*WRITTEN PROBLEM*: Give all the records below as a Markdown table with two columns, Row and Line, numbering each nonblank line in order and skipping blank ones. Leave the pictures out.

*RECORD EXCERPTS*:
[start]

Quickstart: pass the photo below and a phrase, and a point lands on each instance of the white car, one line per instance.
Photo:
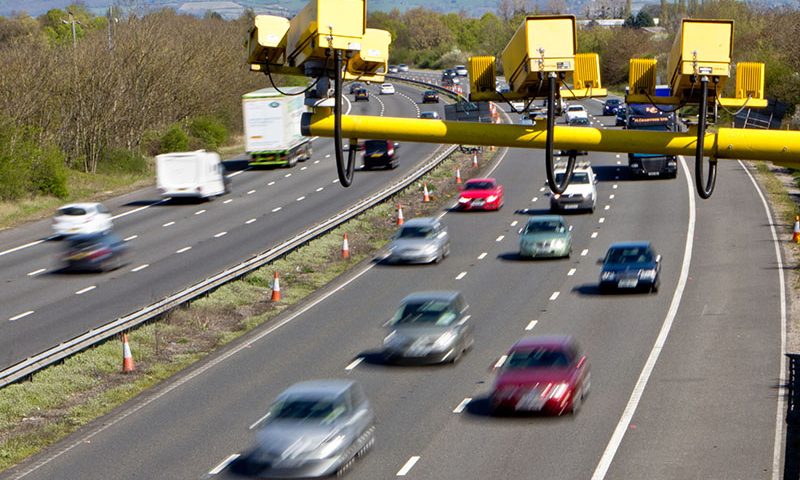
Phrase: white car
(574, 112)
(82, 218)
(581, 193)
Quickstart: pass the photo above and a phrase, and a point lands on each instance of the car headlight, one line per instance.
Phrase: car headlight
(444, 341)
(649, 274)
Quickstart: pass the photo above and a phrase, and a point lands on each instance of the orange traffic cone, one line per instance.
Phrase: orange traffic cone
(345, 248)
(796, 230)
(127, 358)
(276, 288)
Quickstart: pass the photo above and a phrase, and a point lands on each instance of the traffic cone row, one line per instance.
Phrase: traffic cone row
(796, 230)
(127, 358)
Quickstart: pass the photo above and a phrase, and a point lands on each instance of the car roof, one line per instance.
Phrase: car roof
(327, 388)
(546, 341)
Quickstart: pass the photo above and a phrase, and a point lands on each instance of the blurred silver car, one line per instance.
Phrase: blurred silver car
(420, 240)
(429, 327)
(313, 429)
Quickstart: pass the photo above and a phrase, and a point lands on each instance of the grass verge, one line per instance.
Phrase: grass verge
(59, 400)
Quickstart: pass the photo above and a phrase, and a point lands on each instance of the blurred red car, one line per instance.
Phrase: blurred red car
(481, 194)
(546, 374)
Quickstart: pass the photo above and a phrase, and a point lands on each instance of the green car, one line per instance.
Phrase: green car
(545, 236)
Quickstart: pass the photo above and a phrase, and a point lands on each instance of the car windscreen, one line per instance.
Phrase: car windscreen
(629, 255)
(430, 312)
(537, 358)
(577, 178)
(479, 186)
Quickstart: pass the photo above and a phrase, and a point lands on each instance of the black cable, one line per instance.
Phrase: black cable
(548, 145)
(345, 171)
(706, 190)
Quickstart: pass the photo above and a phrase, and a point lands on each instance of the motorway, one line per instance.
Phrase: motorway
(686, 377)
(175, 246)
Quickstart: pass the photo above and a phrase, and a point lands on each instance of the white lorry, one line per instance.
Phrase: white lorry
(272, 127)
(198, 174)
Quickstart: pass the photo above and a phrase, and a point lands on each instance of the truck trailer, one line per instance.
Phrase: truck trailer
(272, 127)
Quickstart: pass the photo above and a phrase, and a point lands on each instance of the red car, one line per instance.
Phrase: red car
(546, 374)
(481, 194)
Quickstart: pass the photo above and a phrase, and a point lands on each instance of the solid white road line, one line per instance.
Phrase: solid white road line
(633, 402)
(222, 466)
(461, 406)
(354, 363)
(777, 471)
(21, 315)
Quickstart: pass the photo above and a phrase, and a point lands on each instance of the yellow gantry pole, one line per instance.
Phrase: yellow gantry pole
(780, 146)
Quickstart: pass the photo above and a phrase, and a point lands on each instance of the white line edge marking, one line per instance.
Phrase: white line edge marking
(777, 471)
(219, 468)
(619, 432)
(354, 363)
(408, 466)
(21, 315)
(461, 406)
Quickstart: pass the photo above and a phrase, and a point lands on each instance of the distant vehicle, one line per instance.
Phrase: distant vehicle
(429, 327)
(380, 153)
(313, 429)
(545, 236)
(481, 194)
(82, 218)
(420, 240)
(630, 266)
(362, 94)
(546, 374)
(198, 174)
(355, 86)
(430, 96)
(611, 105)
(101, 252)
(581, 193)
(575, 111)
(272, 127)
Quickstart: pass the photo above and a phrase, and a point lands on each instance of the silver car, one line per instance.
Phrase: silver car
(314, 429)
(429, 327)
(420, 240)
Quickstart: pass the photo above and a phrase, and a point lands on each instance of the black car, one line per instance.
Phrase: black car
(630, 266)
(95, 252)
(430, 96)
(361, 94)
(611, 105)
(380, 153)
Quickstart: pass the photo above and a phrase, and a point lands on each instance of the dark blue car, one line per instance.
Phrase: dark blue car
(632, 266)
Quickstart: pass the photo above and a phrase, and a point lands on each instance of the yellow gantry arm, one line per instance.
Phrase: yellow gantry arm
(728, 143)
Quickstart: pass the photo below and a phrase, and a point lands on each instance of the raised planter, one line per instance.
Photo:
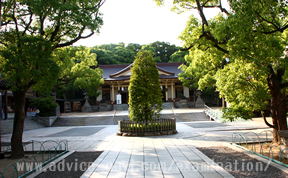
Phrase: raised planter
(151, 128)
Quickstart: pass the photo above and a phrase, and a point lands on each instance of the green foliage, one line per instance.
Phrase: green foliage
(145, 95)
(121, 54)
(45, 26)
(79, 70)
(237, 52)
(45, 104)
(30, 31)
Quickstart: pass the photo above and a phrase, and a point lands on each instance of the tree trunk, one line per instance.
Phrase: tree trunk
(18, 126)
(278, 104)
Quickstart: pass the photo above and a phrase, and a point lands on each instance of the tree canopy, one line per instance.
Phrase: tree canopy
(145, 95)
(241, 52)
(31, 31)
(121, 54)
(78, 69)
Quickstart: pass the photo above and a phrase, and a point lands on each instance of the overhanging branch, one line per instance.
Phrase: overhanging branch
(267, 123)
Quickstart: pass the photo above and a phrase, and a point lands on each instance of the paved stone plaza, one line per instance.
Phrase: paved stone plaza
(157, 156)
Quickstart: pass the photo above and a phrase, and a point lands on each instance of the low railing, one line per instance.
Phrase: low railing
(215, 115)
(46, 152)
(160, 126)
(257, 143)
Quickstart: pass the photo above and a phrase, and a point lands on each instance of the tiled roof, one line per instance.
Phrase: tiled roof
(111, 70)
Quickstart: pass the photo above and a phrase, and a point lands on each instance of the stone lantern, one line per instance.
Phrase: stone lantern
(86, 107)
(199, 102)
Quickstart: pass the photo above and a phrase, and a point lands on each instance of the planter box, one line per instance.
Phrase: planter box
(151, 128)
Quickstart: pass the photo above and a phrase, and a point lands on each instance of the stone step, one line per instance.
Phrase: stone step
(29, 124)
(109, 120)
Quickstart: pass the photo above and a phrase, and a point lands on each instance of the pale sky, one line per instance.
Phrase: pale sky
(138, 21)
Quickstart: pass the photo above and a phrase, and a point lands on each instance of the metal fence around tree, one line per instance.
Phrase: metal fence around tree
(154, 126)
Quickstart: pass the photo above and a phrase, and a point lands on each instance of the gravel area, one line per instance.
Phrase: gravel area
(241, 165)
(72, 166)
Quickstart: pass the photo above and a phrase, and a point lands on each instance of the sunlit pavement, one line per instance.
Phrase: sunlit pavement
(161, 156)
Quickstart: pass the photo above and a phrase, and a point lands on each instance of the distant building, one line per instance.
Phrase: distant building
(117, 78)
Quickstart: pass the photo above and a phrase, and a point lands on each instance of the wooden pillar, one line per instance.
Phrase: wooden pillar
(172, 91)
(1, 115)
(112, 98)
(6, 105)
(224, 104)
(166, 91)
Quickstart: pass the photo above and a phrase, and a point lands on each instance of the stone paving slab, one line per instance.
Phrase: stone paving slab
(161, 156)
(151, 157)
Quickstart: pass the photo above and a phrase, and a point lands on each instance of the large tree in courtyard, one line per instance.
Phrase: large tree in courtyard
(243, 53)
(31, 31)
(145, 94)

[end]

*TASK SOLUTION*:
| Row | Line |
|---|---|
| 1 | Quickstart: pass the photo below and a phrase, and a point lands on each instance of the white car, one line per instance. |
| 2 | Photo: |
| 3 | Phrase: white car |
| 4 | (574, 112) |
| 5 | (82, 218) |
| 6 | (581, 193) |
| 7 | Quickstart: pass the photo above and a phrase, and a point lands on each instance of the car headlight, one line per instance. |
| 8 | Phrase: car headlight |
| 9 | (444, 341) |
| 10 | (649, 274) |
| 11 | Quickstart: pass the photo above and a phrase, and a point lands on each instance of the orange traffic cone, one line per instance. |
| 12 | Phrase: orange traffic cone |
| 13 | (345, 248) |
| 14 | (796, 230) |
| 15 | (127, 358) |
| 16 | (276, 288) |
| 17 | Quickstart: pass the photo above and a phrase, and a point lands on each instance of the traffic cone row, one line per instance. |
| 18 | Phrase: traffic cone row |
| 19 | (796, 230) |
| 20 | (127, 358) |
| 21 | Quickstart: pass the photo above and a phrase, and a point lands on each instance of the car roof, one line per instance. |
| 22 | Phrase: car roof |
| 23 | (327, 388) |
| 24 | (546, 341) |
| 25 | Quickstart: pass the photo above and a phrase, and a point lands on each instance of the blurred silver car, one line per instance. |
| 26 | Phrase: blurred silver car |
| 27 | (420, 240) |
| 28 | (429, 327) |
| 29 | (313, 429) |
| 30 | Quickstart: pass the photo above and a phrase, and a point lands on each instance of the grass verge, one line per instance. |
| 31 | Phrase: grass verge |
| 32 | (59, 400) |
| 33 | Quickstart: pass the photo above and a phrase, and a point lands on each instance of the blurred red car, one line per instance. |
| 34 | Phrase: blurred red car |
| 35 | (481, 194) |
| 36 | (546, 374) |
| 37 | Quickstart: pass the photo above and a phrase, and a point lands on each instance of the green car, one line per instance. |
| 38 | Phrase: green car |
| 39 | (545, 236) |
| 40 | Quickstart: pass the photo above and a phrase, and a point lands on each instance of the car windscreen, one line per instance. |
| 41 | Phrase: car windscreen |
| 42 | (629, 255) |
| 43 | (430, 312) |
| 44 | (537, 358) |
| 45 | (577, 178) |
| 46 | (479, 186) |
| 47 | Quickstart: pass the photo above and a phrase, and a point lands on each instance of the black cable, one line per instance. |
| 48 | Phrase: black cable |
| 49 | (548, 145) |
| 50 | (345, 171) |
| 51 | (706, 190) |
| 52 | Quickstart: pass the photo above and a phrase, and a point lands on each instance of the motorway, one line per instance. |
| 53 | Phrase: motorway |
| 54 | (686, 377) |
| 55 | (175, 246) |
| 56 | Quickstart: pass the photo above and a phrase, and a point lands on each instance of the white lorry, one line per instance. |
| 57 | Phrase: white lorry |
| 58 | (272, 127) |
| 59 | (198, 174) |
| 60 | Quickstart: pass the photo above and a phrase, and a point lands on each instance of the truck trailer, one line per instance. |
| 61 | Phrase: truck trailer |
| 62 | (272, 127) |
| 63 | Quickstart: pass the photo above and a phrase, and a point lands on each instance of the red car, one line per instance. |
| 64 | Phrase: red car |
| 65 | (546, 374) |
| 66 | (481, 194) |
| 67 | Quickstart: pass the photo above and a phrase, and a point lands on each instance of the solid white road line, one line per instance. |
| 68 | Phrase: solid white road line |
| 69 | (633, 402) |
| 70 | (222, 466) |
| 71 | (461, 406) |
| 72 | (354, 363) |
| 73 | (777, 471) |
| 74 | (21, 315) |
| 75 | Quickstart: pass the photo above and a phrase, and a point lands on each instance of the yellow gantry pole, one line per instance. |
| 76 | Phrase: yellow gantry pole |
| 77 | (780, 146) |
| 78 | Quickstart: pass the photo above and a phrase, and a point lands on each instance of the white line edge marking, one line per instance. |
| 79 | Phrase: white line edge marking |
| 80 | (777, 471) |
| 81 | (219, 468) |
| 82 | (619, 432) |
| 83 | (354, 363) |
| 84 | (408, 466) |
| 85 | (21, 315) |
| 86 | (461, 406) |
| 87 | Quickstart: pass the photo above and a phrase, and a point lands on each instance of the distant vehicle, one line per instance. |
| 88 | Phrase: distant vehicle |
| 89 | (429, 327) |
| 90 | (380, 153) |
| 91 | (313, 429) |
| 92 | (545, 236) |
| 93 | (481, 194) |
| 94 | (82, 218) |
| 95 | (420, 240) |
| 96 | (630, 266) |
| 97 | (362, 94) |
| 98 | (546, 374) |
| 99 | (198, 174) |
| 100 | (355, 86) |
| 101 | (430, 96) |
| 102 | (611, 105) |
| 103 | (101, 252) |
| 104 | (581, 193) |
| 105 | (575, 111) |
| 106 | (272, 127) |
| 107 | Quickstart: pass the photo above and a phrase, and a point lands on each instance of the silver car, one line per instance. |
| 108 | Phrase: silver car |
| 109 | (314, 429) |
| 110 | (429, 327) |
| 111 | (420, 240) |
| 112 | Quickstart: pass the photo above and a phrase, and a point lands on each instance of the black car, one line per instance. |
| 113 | Phrase: black car |
| 114 | (630, 266) |
| 115 | (95, 252) |
| 116 | (430, 96) |
| 117 | (361, 94) |
| 118 | (611, 105) |
| 119 | (380, 153) |
| 120 | Quickstart: pass the photo above and a phrase, and a point lands on each instance of the dark blue car, one line per instance. |
| 121 | Phrase: dark blue car |
| 122 | (632, 266) |
| 123 | Quickstart: pass the photo above and a phrase, and a point lands on each instance of the yellow gantry arm, one line per instance. |
| 124 | Phrase: yellow gantry arm |
| 125 | (728, 143) |
| 126 | Quickstart: pass the photo below and a phrase, and a point lands on each instance of the raised planter, one line per instance. |
| 127 | Photo: |
| 128 | Phrase: raised planter |
| 129 | (151, 128) |
| 130 | Quickstart: pass the photo above and a phrase, and a point lands on each instance of the green foliage, one line per instance. |
| 131 | Phrase: green foliage |
| 132 | (145, 95) |
| 133 | (121, 54) |
| 134 | (45, 26) |
| 135 | (79, 70) |
| 136 | (237, 52) |
| 137 | (45, 104) |
| 138 | (30, 31) |
| 139 | Quickstart: pass the photo above and a phrase, and a point lands on each instance of the tree trunk, one line per instance. |
| 140 | Phrase: tree trunk |
| 141 | (18, 126) |
| 142 | (278, 104) |
| 143 | Quickstart: pass the photo above and a phrase, and a point lands on each instance of the tree canopy, one line per instance. |
| 144 | Phrase: tree canopy |
| 145 | (145, 95) |
| 146 | (241, 52) |
| 147 | (31, 31) |
| 148 | (121, 54) |
| 149 | (78, 69) |
| 150 | Quickstart: pass the photo above and a phrase, and a point lands on each instance of the overhanging branch, one line per instance. |
| 151 | Phrase: overhanging branch |
| 152 | (267, 123) |
| 153 | Quickstart: pass the photo above and a phrase, and a point lands on each instance of the paved stone plaza, one line per instance. |
| 154 | Phrase: paved stone plaza |
| 155 | (157, 156) |
| 156 | Quickstart: pass the photo above and a phrase, and a point lands on each instance of the low railing, one line per instance. |
| 157 | Phrase: low railing |
| 158 | (215, 115) |
| 159 | (46, 152) |
| 160 | (160, 126) |
| 161 | (257, 143) |
| 162 | Quickstart: pass the photo above and a phrase, and a point lands on each instance of the tiled roof, one line per instance. |
| 163 | Phrase: tiled roof |
| 164 | (111, 70) |
| 165 | Quickstart: pass the photo above and a phrase, and a point lands on each instance of the stone lantern, one line per instance. |
| 166 | Phrase: stone lantern |
| 167 | (86, 107) |
| 168 | (199, 102) |
| 169 | Quickstart: pass the photo above and a phrase, and a point lands on each instance of the planter box, one line per instance. |
| 170 | Phrase: planter box |
| 171 | (151, 128) |
| 172 | Quickstart: pass the photo above and a phrase, and a point lands on each instance of the stone step, one line per instance. |
| 173 | Phrase: stone step |
| 174 | (29, 124) |
| 175 | (109, 120) |
| 176 | Quickstart: pass the photo above and a phrase, and a point lands on each instance of the pale sky, one line per instance. |
| 177 | Phrase: pale sky |
| 178 | (138, 21) |
| 179 | Quickstart: pass the photo above and a phrase, and a point lands on each instance of the metal fence around tree, one line per instance. |
| 180 | Phrase: metal fence around tree |
| 181 | (154, 126) |
| 182 | Quickstart: pass the photo above and a phrase, and a point lands on each instance of the gravel area, one line per instance. |
| 183 | Phrase: gravel area |
| 184 | (241, 165) |
| 185 | (72, 166) |
| 186 | Quickstart: pass the photo above and a phrase, and a point lands on each instance of the sunlit pavement, one line per instance. |
| 187 | Phrase: sunlit pavement |
| 188 | (161, 156) |
| 189 | Quickstart: pass the photo above and a phrase, and a point lands on each instance of the distant building, one line per instance. |
| 190 | Phrase: distant building |
| 191 | (117, 78) |
| 192 | Quickstart: pass the photo above and a phrase, and a point lands on each instance of the wooden pillar, one line per instance. |
| 193 | Phrase: wooden pillar |
| 194 | (172, 91) |
| 195 | (1, 115) |
| 196 | (112, 98) |
| 197 | (6, 105) |
| 198 | (224, 104) |
| 199 | (166, 91) |
| 200 | Quickstart: pass the photo above and a phrase, and a point lands on each instance of the stone paving slab, one line per instance. |
| 201 | Phrase: stone paving slab |
| 202 | (161, 156) |
| 203 | (151, 157) |
| 204 | Quickstart: pass the photo above and a phrase, and a point lands on each instance of the large tree in courtyard, one line per instance. |
| 205 | Phrase: large tree in courtyard |
| 206 | (243, 53) |
| 207 | (31, 31) |
| 208 | (145, 94) |